[EXERCISE INSTRUCTIONS] Begin your copy at the line holding "165L33 164L24 161L0" and end it at the last line of the listing. Keep every line exact and leave out the pictures.
::::
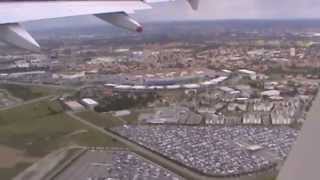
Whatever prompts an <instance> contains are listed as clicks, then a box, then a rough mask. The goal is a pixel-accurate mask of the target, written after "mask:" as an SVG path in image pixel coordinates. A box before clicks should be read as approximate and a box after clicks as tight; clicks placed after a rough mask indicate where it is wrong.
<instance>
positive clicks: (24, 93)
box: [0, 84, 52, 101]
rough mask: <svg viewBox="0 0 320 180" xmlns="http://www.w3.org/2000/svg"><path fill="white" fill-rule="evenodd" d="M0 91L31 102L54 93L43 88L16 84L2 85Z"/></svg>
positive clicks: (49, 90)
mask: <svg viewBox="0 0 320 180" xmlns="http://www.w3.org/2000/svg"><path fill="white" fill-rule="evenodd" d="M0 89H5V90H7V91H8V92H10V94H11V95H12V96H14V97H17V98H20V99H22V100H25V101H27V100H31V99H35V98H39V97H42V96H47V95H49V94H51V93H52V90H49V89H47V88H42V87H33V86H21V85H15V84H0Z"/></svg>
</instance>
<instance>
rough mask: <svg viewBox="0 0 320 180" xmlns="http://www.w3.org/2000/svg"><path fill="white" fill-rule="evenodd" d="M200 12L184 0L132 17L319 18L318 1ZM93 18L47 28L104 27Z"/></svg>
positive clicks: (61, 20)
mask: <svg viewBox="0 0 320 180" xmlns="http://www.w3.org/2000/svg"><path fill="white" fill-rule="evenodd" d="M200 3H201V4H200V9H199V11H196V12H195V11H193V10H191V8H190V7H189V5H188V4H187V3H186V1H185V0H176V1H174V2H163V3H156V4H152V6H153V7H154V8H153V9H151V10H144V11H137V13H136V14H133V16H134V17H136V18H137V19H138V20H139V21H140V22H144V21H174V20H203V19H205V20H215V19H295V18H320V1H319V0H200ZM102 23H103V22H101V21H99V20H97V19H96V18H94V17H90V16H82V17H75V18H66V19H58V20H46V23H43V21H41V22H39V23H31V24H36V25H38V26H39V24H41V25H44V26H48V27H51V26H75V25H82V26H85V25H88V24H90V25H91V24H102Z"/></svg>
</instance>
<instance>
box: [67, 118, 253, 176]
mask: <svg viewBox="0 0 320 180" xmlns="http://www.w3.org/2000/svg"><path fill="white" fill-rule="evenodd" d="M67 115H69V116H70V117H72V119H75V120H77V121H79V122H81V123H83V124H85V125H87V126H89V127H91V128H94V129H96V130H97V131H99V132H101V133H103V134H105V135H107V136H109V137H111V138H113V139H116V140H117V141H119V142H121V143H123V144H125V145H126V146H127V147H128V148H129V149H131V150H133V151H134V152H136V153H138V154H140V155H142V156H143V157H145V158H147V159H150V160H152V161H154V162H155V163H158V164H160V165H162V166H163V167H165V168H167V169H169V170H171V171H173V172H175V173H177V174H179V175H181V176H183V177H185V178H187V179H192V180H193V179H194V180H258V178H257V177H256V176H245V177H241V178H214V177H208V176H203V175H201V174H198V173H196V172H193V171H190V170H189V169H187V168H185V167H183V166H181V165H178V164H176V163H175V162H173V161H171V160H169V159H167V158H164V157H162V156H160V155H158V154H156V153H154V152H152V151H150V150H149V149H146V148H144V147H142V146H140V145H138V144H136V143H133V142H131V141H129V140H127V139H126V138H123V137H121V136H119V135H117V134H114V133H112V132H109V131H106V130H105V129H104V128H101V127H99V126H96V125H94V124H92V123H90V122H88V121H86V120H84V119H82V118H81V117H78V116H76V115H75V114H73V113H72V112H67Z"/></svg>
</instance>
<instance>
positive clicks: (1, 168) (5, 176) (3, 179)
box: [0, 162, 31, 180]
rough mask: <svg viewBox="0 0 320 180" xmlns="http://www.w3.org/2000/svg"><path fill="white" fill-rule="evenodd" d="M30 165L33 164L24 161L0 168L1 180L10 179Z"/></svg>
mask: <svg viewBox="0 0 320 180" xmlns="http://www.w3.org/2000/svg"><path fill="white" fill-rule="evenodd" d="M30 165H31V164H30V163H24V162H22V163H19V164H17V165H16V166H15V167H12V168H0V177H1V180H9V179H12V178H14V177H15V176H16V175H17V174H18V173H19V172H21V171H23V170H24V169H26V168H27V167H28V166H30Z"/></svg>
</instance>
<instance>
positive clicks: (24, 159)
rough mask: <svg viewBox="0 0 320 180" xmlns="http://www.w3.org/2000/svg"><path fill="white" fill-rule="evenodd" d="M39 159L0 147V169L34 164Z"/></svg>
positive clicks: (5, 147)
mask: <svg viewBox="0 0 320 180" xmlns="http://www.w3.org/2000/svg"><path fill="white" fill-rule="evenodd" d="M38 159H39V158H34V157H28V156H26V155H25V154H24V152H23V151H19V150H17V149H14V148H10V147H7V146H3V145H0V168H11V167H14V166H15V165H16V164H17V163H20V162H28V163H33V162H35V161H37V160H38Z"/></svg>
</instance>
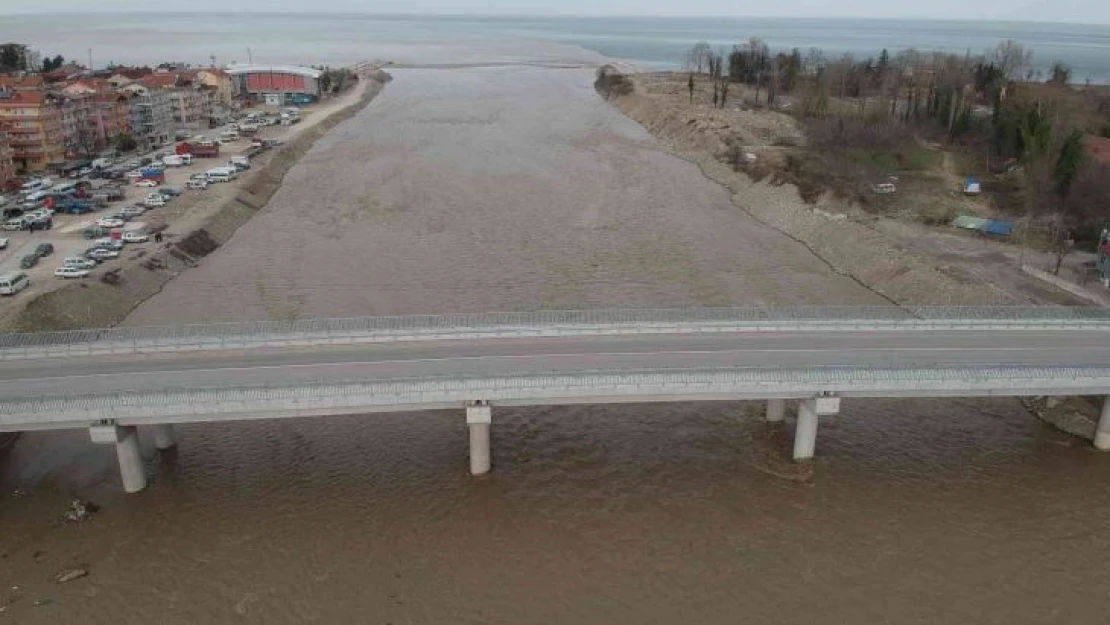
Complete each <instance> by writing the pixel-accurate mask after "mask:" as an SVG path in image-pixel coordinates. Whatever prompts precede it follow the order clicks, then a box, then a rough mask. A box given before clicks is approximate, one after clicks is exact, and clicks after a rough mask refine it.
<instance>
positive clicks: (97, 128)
::::
[WRITTEN ANSWER]
rough mask: <svg viewBox="0 0 320 180" xmlns="http://www.w3.org/2000/svg"><path fill="white" fill-rule="evenodd" d="M30 165L33 164L24 161L0 168L1 180L10 179Z"/></svg>
mask: <svg viewBox="0 0 320 180" xmlns="http://www.w3.org/2000/svg"><path fill="white" fill-rule="evenodd" d="M30 165H31V164H30V163H24V162H22V163H19V164H17V165H16V166H15V167H12V168H0V177H1V180H9V179H12V178H14V177H15V176H16V175H17V174H18V173H19V172H21V171H23V170H24V169H26V168H27V167H28V166H30Z"/></svg>
</instance>
<instance>
positive clicks: (24, 159)
rough mask: <svg viewBox="0 0 320 180" xmlns="http://www.w3.org/2000/svg"><path fill="white" fill-rule="evenodd" d="M39 159L0 147V169L34 164Z"/></svg>
positive clicks: (5, 147)
mask: <svg viewBox="0 0 320 180" xmlns="http://www.w3.org/2000/svg"><path fill="white" fill-rule="evenodd" d="M38 159H39V158H34V157H28V156H26V155H25V154H24V152H23V151H19V150H17V149H14V148H10V147H7V146H3V145H0V168H11V167H14V166H15V165H16V164H17V163H20V162H28V163H33V162H35V161H37V160H38Z"/></svg>
</instance>
Complete each <instance> by writing the pixel-accurate mask after "mask:" as an SVG path in image-pixel coordinates. Whatever prompts precede it follow the order clicks, then a box, then a rough mask. A box given before clicks is approximate, one after clicks is exact, and clicks after a rough mask refine it.
<instance>
positive clicks: (97, 128)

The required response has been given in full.